#### WHAT THE EXERCISE ASKS:
Each entry below must appear in the answer exactly as written.

+++

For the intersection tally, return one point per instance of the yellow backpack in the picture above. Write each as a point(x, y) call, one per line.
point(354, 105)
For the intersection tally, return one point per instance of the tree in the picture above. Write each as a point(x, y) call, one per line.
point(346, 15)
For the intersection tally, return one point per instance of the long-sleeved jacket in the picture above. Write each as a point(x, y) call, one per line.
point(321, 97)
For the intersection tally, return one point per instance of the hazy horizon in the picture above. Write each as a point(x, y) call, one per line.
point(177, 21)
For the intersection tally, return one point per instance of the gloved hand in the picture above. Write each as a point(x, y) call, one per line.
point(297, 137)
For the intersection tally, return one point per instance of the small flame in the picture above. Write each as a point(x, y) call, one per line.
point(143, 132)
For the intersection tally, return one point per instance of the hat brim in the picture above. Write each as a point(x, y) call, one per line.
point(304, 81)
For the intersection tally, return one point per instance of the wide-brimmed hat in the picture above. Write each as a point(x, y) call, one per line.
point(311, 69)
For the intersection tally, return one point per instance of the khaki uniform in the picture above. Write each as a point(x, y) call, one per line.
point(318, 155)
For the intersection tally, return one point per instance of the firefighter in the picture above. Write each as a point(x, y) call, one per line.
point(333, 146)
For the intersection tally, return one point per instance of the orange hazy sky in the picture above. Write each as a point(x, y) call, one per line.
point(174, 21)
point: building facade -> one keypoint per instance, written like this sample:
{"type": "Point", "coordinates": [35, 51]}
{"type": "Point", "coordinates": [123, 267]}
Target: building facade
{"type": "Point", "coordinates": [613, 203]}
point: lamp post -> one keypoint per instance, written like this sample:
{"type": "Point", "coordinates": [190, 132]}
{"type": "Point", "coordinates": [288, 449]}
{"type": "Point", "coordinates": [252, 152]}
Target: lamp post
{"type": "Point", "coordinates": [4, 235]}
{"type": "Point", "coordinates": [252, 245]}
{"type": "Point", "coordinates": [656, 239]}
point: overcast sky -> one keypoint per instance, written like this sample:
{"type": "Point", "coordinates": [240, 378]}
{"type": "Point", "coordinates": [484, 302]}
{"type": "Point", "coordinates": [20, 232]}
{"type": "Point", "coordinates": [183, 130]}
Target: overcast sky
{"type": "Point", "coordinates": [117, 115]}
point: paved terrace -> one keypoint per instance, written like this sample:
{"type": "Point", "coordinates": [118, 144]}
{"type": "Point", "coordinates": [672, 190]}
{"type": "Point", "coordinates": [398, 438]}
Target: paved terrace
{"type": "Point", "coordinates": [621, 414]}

+++

#### TASK RESULT:
For the intersection tally, return one point per instance of the yellow backpack in the picture above. Write each as a point(x, y) call, one per line.
point(354, 105)
For the intersection tally, return one point per instance of the tree in the picture above. Write each as a point(x, y) call, one per line.
point(346, 15)
For the intersection tally, return one point per instance of the long-sleeved jacket in the picture above. Write each as a point(x, y) call, one per line.
point(321, 97)
For the intersection tally, return one point per instance of the hazy horizon in the picture above. Write each as a point(x, y) call, one per line.
point(177, 21)
For the intersection tally, return one point per instance of the gloved hand in the picture above. Write each as a point(x, y) call, one per line.
point(297, 137)
For the intersection tally, return one point per instance of the small flame in the picture above. Write each as a point(x, y) call, one per line.
point(143, 132)
For the intersection tally, return one point per instance of the hat brim in the picture above. Write each as a point(x, y) call, one per line.
point(304, 81)
For the intersection tally, return one point per instance of the wide-brimmed hat in the picture above. Write each as a point(x, y) call, one per line.
point(311, 69)
For the intersection tally, return one point per instance of the khaki uniform in the picture above. Write each as a point(x, y) call, one per line.
point(318, 155)
For the intersection tally, return one point per instance of the firefighter in the picture above. Write each as a point(x, y) call, one per line.
point(333, 146)
For the intersection tally, return one point per instance of the orange hazy sky in the picture above. Write each as a point(x, y) call, one per line.
point(174, 21)
point: building facade -> one keypoint per instance, written like this sample:
{"type": "Point", "coordinates": [35, 51]}
{"type": "Point", "coordinates": [123, 267]}
Target: building facade
{"type": "Point", "coordinates": [613, 203]}
point: lamp post -> one keypoint per instance, written like this sample:
{"type": "Point", "coordinates": [190, 132]}
{"type": "Point", "coordinates": [288, 449]}
{"type": "Point", "coordinates": [252, 152]}
Target: lamp post
{"type": "Point", "coordinates": [4, 235]}
{"type": "Point", "coordinates": [252, 245]}
{"type": "Point", "coordinates": [656, 239]}
point: overcast sky -> one keypoint per instance, written like this sample:
{"type": "Point", "coordinates": [240, 378]}
{"type": "Point", "coordinates": [484, 302]}
{"type": "Point", "coordinates": [20, 232]}
{"type": "Point", "coordinates": [183, 130]}
Target: overcast sky
{"type": "Point", "coordinates": [117, 115]}
point: paved terrace -> one keypoint per instance, written like this sample:
{"type": "Point", "coordinates": [118, 144]}
{"type": "Point", "coordinates": [672, 190]}
{"type": "Point", "coordinates": [398, 438]}
Target: paved terrace
{"type": "Point", "coordinates": [621, 414]}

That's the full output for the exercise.